Gather every line in the records below that contains the word "glove" and copy each of those lines in full.

Records to process:

────────────────────────────────────────

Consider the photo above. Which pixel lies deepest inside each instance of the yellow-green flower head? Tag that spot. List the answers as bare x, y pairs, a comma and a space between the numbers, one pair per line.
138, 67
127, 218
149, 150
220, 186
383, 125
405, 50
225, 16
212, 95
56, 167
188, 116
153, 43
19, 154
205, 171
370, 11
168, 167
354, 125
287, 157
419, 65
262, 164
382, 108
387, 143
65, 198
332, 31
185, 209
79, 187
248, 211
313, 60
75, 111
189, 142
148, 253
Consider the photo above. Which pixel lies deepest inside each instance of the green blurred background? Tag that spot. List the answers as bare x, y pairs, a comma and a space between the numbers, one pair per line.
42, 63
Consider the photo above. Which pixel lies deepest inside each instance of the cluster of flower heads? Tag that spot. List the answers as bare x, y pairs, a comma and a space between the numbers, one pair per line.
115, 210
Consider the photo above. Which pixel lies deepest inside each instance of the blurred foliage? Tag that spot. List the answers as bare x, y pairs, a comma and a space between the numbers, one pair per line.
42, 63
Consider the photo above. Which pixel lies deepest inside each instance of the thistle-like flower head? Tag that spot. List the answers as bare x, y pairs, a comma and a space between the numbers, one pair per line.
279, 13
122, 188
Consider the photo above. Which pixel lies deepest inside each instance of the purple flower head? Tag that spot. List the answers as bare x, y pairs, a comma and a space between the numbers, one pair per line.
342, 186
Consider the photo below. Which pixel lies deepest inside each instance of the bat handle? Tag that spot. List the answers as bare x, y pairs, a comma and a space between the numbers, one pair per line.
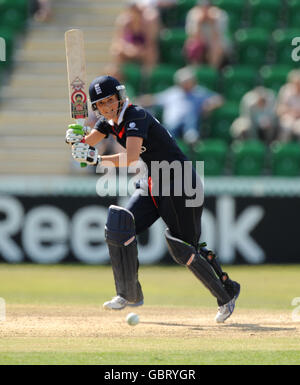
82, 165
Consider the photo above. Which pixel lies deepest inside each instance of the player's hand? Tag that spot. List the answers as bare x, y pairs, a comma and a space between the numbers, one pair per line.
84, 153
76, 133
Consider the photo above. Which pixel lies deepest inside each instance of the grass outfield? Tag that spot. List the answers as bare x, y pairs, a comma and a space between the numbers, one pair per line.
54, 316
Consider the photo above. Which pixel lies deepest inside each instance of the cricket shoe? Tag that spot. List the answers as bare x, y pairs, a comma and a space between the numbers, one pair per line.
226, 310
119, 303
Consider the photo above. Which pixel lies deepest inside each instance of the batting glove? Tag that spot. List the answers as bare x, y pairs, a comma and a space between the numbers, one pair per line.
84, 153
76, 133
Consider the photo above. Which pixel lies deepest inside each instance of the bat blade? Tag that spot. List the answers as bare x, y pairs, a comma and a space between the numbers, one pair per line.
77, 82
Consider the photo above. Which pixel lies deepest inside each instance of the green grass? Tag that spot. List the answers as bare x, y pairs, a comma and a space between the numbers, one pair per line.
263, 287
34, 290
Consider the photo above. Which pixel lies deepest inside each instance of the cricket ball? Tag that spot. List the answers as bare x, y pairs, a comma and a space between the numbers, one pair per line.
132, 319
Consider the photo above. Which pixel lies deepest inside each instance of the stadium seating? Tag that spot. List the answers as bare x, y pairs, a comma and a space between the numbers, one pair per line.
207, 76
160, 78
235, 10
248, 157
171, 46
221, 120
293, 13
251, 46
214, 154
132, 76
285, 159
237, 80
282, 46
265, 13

────────────────────────────────────────

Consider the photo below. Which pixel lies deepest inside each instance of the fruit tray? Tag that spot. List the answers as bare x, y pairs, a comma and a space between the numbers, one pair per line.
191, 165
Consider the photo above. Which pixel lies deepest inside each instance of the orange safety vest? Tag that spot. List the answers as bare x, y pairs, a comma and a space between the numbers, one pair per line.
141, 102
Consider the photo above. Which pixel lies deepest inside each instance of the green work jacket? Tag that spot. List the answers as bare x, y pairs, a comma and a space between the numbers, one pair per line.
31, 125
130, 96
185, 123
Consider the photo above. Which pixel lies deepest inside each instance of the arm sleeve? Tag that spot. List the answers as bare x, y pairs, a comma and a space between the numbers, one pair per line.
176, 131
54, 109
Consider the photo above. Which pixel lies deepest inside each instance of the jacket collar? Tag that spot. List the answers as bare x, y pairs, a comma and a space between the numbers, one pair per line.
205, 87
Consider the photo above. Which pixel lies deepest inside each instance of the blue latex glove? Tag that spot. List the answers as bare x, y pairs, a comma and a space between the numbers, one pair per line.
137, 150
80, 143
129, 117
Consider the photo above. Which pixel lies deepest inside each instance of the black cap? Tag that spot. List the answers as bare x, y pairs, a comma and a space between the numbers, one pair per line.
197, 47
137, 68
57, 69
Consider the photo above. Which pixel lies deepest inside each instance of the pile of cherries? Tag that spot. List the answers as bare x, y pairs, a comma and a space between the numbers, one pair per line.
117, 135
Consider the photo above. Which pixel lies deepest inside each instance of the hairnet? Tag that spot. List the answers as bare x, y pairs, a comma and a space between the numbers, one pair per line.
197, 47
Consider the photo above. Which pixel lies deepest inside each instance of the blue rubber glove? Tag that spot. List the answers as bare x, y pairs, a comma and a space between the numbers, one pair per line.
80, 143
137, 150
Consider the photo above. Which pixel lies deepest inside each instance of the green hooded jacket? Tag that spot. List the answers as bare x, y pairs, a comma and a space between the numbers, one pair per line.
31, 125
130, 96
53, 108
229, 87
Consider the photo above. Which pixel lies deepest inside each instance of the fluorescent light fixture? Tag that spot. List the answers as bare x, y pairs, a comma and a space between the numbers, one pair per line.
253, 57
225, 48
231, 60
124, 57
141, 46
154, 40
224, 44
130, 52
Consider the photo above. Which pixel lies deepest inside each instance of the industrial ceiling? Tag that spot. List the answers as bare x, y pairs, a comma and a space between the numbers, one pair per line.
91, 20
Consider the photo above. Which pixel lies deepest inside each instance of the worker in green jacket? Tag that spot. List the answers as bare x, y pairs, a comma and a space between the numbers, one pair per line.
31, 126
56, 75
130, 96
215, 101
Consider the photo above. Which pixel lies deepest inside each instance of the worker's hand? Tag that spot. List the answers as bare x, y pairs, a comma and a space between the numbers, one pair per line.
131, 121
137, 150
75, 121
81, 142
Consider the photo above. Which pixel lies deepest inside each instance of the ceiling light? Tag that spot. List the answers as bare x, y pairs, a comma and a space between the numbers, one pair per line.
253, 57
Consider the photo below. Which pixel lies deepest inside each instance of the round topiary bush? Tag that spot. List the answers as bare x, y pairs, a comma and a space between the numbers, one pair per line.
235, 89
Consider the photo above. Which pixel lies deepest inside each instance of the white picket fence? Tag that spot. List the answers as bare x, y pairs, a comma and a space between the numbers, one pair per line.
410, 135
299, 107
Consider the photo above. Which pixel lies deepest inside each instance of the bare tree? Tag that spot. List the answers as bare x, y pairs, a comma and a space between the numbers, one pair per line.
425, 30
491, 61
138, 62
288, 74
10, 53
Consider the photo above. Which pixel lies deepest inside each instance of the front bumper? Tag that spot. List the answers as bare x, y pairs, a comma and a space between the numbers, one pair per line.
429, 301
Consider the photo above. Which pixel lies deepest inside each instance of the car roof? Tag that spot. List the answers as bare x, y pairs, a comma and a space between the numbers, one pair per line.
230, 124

────────────────────────────────────────

Problem solution:
Consider the photo above. Which pixel lies deepest inside each instance of the batting glove? Tag that spot. List the answers as bare x, y pairs, a comma and a space between the numbers, one pair per line.
Consider the photo above. Which pixel lies deepest inside each instance of the blue latex glove? Tag that spot. List the answers as bare x, y pairs, a comma and a space between the numbers, one pair per line.
Consider the photo above. Which pixel lies deepest inside each instance of the blue rubber glove? Tag that spot. List the answers as bare x, y pairs, a comma and a space between the numbers, one pair per line.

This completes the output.